TEXTO PARA LEER:
>>>
En el pequeño planeta que nos cobija dentro de ese universo plano, podemos observar, en cuanto a cambios de costumbres, que los niños que veinte años atrás jugaban y construían sus mundos de relaciones en potreros y calles, ahora lo hacen casi exclusivamente en las pantallitas de los teléfonos inteligentes, al tiempo que las redes sociales y los mundos virtuales han reemplazado a las relaciones cuerpo a cuerpo que en aquellos días se disfrutaban.
Carlos Pizarro estaría hoy entusiasmado con los conocimientos y hallazgos tecnológicos que se multiplican, al tiempo que muy probablemente sorprendido de que uno de estos, ese teléfono ya mencionado, se haya convertido en una extensión anatómica del cuerpo que nos permiten fotografiar, grabar, leer, ver videos, pagar cuentas, hacer cálculos y una infinitud de cosas. Y festejaría que, al tiempo que se desarrolla esta compactación de la realidad en la palma de la mano, algunas cuantas sociedades han aceptado en sus leyes, al menos, que la gente puede escoger la realidad sexual que desea vivir, celebrar matrimonios homosexuales, compartir patrimonios por razón del vínculo sexual, heredarse bienes, tener hijos por inseminación artificial. Y que cada año en más países se permita a parejas constituidas por personas que antes se consideraba de un mismo sexo, adoptar a alguno de los millones de niños huérfanos o abandonados, con los cuales, por lo demás, nadie aún sabe qué hacer, fuera de encerrarlos hasta cierta edad en orfanatos u otro tipo de instituciones de control. Y luego expulsarlos a la calle, y cuando algo falla en lo que se supone debería ser la conducta de ellos, recapturarlos, y privarles la libertad en instituciones destinadas a “reformarlos”, cuestión respecto a la cual nadie se pregunta respecto a en qué dirección serán reformados.
<<<
EJERCICIO BREVE A: En el texto sobre los cambios de costumbres, ¿dónde jugaban los niños veinte años atrás?
EJERCICIO BREVE B: Sigue escribiendo el texto sobre los cambios de costumbres a partir de su última oración.

REGISTROS MOSTRADOS:
>>>
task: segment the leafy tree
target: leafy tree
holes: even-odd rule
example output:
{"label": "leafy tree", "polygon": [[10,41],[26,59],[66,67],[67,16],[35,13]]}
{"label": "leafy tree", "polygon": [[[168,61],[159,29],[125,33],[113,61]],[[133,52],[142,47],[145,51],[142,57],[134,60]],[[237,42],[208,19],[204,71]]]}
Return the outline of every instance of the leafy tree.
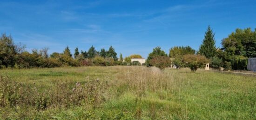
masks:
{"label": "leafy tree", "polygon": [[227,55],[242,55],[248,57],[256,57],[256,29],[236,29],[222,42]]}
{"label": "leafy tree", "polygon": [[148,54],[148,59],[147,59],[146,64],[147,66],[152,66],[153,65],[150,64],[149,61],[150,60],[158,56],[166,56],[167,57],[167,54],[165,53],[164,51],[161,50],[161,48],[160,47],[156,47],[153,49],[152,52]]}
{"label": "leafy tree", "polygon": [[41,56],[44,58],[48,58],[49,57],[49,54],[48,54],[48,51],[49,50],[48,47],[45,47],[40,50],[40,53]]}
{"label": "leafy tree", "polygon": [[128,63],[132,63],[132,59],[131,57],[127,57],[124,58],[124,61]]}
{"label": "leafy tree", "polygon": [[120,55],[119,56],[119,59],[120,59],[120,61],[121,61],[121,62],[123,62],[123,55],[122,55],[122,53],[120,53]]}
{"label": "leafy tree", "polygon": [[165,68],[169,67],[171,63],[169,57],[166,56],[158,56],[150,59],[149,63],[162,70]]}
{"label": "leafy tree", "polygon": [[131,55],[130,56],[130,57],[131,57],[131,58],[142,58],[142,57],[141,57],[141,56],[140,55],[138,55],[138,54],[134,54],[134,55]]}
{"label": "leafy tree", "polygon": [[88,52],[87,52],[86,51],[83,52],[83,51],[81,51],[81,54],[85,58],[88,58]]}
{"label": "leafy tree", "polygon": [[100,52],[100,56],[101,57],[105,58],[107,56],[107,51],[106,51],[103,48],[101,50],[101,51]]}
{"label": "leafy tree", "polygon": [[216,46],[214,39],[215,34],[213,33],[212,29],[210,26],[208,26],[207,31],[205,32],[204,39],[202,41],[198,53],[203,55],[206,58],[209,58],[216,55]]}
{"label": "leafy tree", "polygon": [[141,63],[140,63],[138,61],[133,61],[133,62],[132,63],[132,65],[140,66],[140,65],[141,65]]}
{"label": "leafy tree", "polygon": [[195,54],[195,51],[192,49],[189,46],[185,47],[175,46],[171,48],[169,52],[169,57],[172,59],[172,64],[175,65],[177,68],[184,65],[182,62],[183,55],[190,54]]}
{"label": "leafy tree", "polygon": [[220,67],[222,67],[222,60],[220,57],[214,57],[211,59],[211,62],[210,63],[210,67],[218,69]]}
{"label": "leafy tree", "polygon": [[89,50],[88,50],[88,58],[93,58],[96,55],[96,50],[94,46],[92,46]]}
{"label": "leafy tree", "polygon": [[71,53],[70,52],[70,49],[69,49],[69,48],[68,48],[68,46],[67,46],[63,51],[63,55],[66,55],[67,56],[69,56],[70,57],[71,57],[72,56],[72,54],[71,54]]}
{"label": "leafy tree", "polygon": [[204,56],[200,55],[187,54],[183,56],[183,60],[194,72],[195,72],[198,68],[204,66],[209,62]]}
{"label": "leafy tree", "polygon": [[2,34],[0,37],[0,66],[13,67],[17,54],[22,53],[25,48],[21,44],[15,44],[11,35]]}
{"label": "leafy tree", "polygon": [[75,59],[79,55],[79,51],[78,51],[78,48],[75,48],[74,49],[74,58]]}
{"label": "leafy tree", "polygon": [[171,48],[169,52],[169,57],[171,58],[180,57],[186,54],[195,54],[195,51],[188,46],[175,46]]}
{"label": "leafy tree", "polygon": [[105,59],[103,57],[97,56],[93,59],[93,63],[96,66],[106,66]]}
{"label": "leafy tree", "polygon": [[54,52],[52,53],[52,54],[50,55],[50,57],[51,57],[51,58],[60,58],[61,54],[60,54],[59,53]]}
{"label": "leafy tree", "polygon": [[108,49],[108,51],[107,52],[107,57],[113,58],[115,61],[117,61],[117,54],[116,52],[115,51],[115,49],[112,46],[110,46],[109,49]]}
<<<
RESULTADO DEL EJERCICIO A: En potreros y calles.

RESULTADO DEL EJERCICIO B:
Carlos Pizarro tenía presente la alta importancia del sentido común, y en una mezcla de esperanza y visión larga, creía por eso que un día triunfarían las ideas que habían generado al M-19 y eran el sentido latente en todo lo que el M protagonizaba. En esa medida sus convicciones eran las de un visionario adelantándose al tiempo en que Gustavo Petro asumiría el gobierno delante de aquella espada de Bolívar recuperada una vez para las luchas populares por el M-19.
Creía Carlos que era necesario actuar anticipándose a la posibilidad de que ocurriera lo que no era de sentido común que ocurriera, como algunas realidades que han aparecido y se han consolidado después de su asesinato. Por ejemplo, a que la producción de alimentos aumente de forma excepcional con la bioingeniería pero al tiempo ocurra que la pobreza y el hambre superen cada año todos los records del pasado. O a esta indiferencia ante los dramas miserables que viven millones de humanos, mientras nos distraemos consumiendo “novedades”, el nuevo videojuego, el último modelo de iPhone, la parrilla microondas para asar salchichas “orgánicas”, el matrimonio del hijo o el nieto o el primo de un famoso, el precio que pagaron por un jugador de fútbol famoso, o el nuevo video de algún grupo musical. Esta realidad en que es tan atinado aquello que decía Chesterton, que lo malo de que los hombres hayan perdido su fe en Dios no es que no crean en nada, sino que creen en cualquier cosa.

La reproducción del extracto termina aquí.